[ACTION ITEM] If a line holds the word "reports", copy it from the entries.

(Point localization data)
== Segment start ==
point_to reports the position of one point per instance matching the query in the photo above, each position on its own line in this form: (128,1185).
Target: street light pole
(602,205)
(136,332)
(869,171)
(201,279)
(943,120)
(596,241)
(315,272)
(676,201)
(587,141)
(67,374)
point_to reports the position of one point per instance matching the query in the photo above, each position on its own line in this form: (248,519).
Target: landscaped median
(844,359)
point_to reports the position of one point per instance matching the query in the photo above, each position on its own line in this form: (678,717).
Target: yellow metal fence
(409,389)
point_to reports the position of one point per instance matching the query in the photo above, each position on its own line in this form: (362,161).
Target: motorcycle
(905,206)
== Segment end ==
[ANSWER BOX]
point_to reports the position of one point per instance matching the query in the photo above, each position on its own line in this form: (128,1185).
point_to reports the position of one point per instance matching the query in the photo above, each position on its own line in this form: (248,519).
point_to reports the position of one point per instance matching the query in the photo above, each position on its own line in this form: (678,717).
point_to reports the position of one point per instance matching the query in the photo above, each position on its own line in this form: (362,161).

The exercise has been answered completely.